▶ _EXERCISE GOAL_
Please repeat the listing below verbatim, from the line containing "Question. In the picture above, identify the brown" up to and including the line containing "[(234, 76)]".

===

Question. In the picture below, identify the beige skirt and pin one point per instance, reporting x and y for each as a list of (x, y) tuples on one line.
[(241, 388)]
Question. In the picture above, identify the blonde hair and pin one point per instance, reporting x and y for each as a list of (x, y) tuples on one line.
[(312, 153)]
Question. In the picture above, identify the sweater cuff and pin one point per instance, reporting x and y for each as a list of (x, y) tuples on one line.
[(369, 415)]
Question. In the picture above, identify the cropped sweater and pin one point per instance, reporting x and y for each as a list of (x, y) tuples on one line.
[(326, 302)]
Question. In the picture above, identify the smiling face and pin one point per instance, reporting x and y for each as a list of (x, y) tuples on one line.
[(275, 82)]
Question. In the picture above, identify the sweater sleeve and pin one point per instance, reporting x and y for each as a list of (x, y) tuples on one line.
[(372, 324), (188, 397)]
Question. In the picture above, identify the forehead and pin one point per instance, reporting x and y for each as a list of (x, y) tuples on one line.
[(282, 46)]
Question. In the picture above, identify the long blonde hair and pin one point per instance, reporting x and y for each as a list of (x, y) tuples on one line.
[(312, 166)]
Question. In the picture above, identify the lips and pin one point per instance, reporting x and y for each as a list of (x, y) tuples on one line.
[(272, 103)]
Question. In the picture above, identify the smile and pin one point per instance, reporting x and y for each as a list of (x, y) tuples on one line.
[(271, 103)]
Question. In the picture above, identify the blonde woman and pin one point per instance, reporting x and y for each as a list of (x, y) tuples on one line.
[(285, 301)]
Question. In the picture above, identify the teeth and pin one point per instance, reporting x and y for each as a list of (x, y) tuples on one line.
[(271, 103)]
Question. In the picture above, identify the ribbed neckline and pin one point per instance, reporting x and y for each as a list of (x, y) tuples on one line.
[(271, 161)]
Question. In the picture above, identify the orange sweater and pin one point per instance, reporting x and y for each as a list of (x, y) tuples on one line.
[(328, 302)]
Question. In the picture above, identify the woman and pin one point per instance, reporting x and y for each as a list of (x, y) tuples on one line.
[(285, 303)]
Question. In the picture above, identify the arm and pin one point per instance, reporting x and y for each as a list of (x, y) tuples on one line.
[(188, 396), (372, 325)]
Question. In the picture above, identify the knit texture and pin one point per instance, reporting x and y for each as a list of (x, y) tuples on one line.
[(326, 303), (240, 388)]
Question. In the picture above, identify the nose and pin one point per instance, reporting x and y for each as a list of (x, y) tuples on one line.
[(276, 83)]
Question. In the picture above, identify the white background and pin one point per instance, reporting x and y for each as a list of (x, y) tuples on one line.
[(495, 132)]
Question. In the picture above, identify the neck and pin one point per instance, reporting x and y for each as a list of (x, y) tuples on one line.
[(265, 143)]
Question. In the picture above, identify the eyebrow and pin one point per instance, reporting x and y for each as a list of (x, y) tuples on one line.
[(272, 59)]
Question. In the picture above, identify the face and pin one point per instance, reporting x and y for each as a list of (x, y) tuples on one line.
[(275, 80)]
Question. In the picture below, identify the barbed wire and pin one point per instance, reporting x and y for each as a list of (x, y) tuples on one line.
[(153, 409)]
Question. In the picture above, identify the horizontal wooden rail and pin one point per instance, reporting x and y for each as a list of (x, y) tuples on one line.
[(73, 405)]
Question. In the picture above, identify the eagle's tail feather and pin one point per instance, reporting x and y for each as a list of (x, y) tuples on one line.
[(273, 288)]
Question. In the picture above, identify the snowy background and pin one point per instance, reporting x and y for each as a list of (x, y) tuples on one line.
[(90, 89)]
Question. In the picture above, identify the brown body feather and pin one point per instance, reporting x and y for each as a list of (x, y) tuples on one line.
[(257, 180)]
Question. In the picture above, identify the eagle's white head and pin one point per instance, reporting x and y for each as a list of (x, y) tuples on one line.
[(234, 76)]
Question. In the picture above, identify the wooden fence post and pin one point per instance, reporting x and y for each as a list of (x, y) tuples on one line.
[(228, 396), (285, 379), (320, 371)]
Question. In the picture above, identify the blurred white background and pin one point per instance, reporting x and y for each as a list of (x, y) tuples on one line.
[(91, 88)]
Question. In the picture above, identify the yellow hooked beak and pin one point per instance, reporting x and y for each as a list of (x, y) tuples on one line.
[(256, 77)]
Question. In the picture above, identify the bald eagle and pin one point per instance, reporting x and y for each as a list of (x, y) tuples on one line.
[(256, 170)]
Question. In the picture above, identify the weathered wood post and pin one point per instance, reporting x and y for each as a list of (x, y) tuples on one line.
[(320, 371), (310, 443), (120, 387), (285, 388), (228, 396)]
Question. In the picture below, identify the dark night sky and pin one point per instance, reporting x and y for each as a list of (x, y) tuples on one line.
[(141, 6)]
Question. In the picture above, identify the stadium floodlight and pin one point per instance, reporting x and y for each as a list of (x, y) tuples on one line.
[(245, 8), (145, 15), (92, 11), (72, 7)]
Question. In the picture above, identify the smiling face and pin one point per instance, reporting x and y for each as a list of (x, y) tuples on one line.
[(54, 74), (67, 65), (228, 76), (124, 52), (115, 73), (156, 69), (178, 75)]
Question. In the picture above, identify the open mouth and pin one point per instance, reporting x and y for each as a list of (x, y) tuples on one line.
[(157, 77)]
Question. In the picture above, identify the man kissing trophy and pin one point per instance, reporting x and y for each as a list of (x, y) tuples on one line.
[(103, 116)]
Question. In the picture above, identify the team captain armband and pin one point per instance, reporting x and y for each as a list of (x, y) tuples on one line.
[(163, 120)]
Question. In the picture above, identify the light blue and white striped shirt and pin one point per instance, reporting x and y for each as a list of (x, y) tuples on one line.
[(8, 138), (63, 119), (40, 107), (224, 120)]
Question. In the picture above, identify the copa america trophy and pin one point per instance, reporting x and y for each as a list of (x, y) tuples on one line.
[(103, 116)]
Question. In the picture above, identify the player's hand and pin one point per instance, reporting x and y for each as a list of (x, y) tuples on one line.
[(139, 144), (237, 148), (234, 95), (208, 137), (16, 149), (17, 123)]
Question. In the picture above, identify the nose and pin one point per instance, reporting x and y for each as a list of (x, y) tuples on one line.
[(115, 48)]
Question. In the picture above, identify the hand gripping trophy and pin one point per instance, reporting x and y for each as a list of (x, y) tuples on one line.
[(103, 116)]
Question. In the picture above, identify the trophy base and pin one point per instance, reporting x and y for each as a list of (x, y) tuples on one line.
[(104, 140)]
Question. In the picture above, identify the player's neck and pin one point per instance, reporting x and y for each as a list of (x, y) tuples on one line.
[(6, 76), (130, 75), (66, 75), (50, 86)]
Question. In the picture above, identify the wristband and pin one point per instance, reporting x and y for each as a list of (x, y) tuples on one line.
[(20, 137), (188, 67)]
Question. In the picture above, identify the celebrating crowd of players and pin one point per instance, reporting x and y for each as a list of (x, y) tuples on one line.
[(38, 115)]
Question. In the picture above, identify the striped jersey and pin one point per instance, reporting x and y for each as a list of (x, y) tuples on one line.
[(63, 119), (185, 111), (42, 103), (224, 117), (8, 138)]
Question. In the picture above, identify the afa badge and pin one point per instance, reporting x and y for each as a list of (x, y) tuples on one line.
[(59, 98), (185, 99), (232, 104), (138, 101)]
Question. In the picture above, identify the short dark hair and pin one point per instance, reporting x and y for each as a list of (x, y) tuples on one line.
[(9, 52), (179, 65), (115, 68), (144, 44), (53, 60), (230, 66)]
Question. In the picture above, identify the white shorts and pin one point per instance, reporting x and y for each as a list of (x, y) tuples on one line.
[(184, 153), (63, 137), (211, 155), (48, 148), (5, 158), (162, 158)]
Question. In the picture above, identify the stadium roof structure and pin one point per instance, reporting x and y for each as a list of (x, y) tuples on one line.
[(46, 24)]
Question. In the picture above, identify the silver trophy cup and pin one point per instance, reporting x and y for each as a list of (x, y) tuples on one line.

===

▶ _EXERCISE ANSWER_
Question. In the picture above, identify the brown body feather and pin one point per instance, reporting x and y for each as a list of (x, y) tuples on one line.
[(257, 180)]
Question. In the picture above, identify the eagle's white head and pin one point per instance, reporting x and y for each as a list of (x, y) tuples on one line.
[(234, 76)]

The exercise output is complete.